The full listing is needed, transcribed word for word.
── Given entries
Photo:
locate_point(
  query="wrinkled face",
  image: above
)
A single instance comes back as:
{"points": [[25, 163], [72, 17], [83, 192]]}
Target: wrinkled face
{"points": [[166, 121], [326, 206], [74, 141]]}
────
§ Exercise output
Photo:
locate_point(
  query="wrinkled face",
  image: above
)
A single instance comes back as:
{"points": [[25, 163], [72, 17], [83, 192]]}
Target: wrinkled face
{"points": [[166, 121], [326, 206], [74, 141]]}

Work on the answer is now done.